Questions on the material =>
**1)** Summarize the text below on cactus glochids in two sentences.
**2)** Write a continuation of the text on cactus glochids, beginning right after its final sentence.

Text section =>
__________________________________________________

When you think of cactus, you naturally think of thorns, but did you know cacti have two types of thorns?
Some are the large, sharp, visible spikes you avoid if you simply don’t touch the cactus.
Others are tiny, fine, hair-like, barbed spines growing in tiny whorls on certain types of cactus.
These tiny spines are called glochids or cladodes; you may encounter them even if you don’t touch a cactus.
In this article, we explain what they are, what they do, and how to avoid and deal with them. Read on to learn more.
Only Opuntioideae Cactus Have Glochids
Luckily you will not find these tiny, irritating spines on all cactus.
They only grow on Cholla or Prickly Pear cactus, which are in the Opuntioideae family (Opuntia genus).
Glochids are especially present in the fruit of these plants.
If you look closely, you’ll see them growing in soft-looking tufts around the larger spines, but you won’t see them in this location at all times of the year.
These tiny thorns are deciduous and are very small leaves shading the flesh of the cactus and helping it retain water.
Unfortunately, they also defend the plant with their backward barbed construction acting to repel potential predators with immediate stinging sensations and long-term inflammation and irritation.
If you come in contact with glochids, you’re very likely to pick up several hundred of these tiny, almost invisible barbs at once.
For this reason, prevention is far preferable to cure.
What Can You Do to Avoid Glochids?
Whenever you have to handle one of these plants, you must wear ample protection.
You’ll need the following:
- Eye Protection
- Long Sleeves
- Long Pants
- Garden Gloves
If you must handle cactus in the Opuntia family, it is sometimes helpful to wet the outside of the plant first to wash off any loose glochids and to slick down the ones remaining.
Even so, you’ll need to use proper protection to avoid splinters.
When the fruits of the Cholla cactus are harvested in Jordan, a special tool is used consisting of a long stick with a grasping implement at the end.
Once the fruits are removed from the plant, they are rolled in sand, brushed clean, and then soaked in water before being peeled.
If you do get a clump of glochids embedded in your hand or fingers, resist the natural urge to put the stinging injury in your mouth.
Doing so will just spread the little barbs to your lips, mouth, and tongue.
Keep glochids away from your face, and especially your eyes.
Glochids Can Go Windborne!
It’s important to understand even if you are not handling a Cholla or Prickly Pear plant, you could be affected by glochids.
These tiny, fine hairs can be blown by the wind, so if you are in an area where someone else is harvesting or handling these plants, you could be affected.

__________________________________________________

Data provided =>
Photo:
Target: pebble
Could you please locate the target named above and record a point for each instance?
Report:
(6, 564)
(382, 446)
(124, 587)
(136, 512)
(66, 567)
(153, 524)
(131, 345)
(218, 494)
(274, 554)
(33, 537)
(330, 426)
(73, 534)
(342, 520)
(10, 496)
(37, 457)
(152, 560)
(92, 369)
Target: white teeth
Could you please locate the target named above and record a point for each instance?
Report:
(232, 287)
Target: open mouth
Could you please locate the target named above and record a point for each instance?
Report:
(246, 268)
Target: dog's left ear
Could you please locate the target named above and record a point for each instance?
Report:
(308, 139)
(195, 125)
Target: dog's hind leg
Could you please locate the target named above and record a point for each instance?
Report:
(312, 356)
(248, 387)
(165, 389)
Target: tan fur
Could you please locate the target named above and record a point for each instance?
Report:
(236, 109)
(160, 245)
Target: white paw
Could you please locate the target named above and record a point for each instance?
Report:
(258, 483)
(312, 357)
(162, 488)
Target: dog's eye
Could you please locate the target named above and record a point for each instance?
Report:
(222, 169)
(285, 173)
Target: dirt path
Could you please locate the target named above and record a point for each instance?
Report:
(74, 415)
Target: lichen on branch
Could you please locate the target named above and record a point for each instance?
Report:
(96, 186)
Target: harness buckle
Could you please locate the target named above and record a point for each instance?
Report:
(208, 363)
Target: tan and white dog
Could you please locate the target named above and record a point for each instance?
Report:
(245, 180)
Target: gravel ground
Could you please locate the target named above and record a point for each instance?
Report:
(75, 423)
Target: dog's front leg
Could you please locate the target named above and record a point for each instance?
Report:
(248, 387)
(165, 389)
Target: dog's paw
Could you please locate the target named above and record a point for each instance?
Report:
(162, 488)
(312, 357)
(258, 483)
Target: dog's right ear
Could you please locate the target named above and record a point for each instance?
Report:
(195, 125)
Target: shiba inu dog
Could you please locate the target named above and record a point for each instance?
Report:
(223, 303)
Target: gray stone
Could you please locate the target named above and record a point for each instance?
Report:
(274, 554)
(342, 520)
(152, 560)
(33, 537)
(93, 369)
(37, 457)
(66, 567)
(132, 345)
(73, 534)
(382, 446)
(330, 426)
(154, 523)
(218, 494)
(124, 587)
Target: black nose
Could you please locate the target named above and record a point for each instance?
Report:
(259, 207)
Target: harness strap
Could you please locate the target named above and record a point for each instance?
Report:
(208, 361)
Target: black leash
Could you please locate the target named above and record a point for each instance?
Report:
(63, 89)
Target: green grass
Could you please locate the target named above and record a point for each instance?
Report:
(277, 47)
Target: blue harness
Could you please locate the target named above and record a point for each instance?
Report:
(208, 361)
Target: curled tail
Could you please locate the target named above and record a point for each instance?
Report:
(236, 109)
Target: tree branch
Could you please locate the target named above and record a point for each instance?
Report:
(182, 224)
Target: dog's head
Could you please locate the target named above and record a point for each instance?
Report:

__________________________________________________

Outputs by task =>
**1)** Glochids are tiny, barbed, hair-like spines that grow only on Cholla and Prickly Pear cacti in the Opuntioideae family, especially on their fruit, and they cause stinging and long-term irritation. Handling these plants calls for eye protection, long sleeves, long pants and garden gloves, and because glochids can be blown by the wind, people near someone handling the plants can be affected too.

**2)**
It’s this sort of circumstance that often leads to eye injury caused by glochids.
If you get these little barbed, irritating small spines in your eye, serious injury or even blindness could result.
If you get glochids in your eyes, seek medical assistance immediately.
Opuntia Cactus with Glochids:
- Opuntia Microdasys (Bunny Ear Cactus)
- Opuntia Basilaris (Beavertail Cactus)
- Opuntia Humifusa (Eastern Prickly Pear)
What Can You Do If You Get Stuck with Glochids?
If you get glochids stuck in your skin, you’ll notice an immediate itchy, burning, stinging sensation, which will be quickly followed by inflammation.
You are likely to experience discomfort in the tongue, throat, and lips too.
In some people, an allergic reaction causes this to develop into pustules, welts, or blisters.
If you’re not able to get the glochids out of your skin right away, they can cause skin irritation for a very long time (up to nine months).
Luckily there are a few things to get about 95% of the glochids out of your skin; however, getting them all out is next to impossible.
Here are three removal methods:
- Use tweezers and a magnifying glass to pull out as many of the offenders as possible.
- Place duct tape over the affected area and then rip it off.
- Wrap the affected area with gauze and then soak the gauze with white glue.
Allow the glue to dry, and then pull off the gauze.
Using a combination of these most effective methods should remove most of the tiny, barbed irritants.
If you continue to have itching, inflammation, and irritation, the application of ice or a paste made of baking soda and water may help reduce your suffering.
If you are one of the unfortunate people who develop long-standing glochid-induced dermatitis, you’ll need to see your doctor for more aggressive removal of barbs and treatment of symptoms.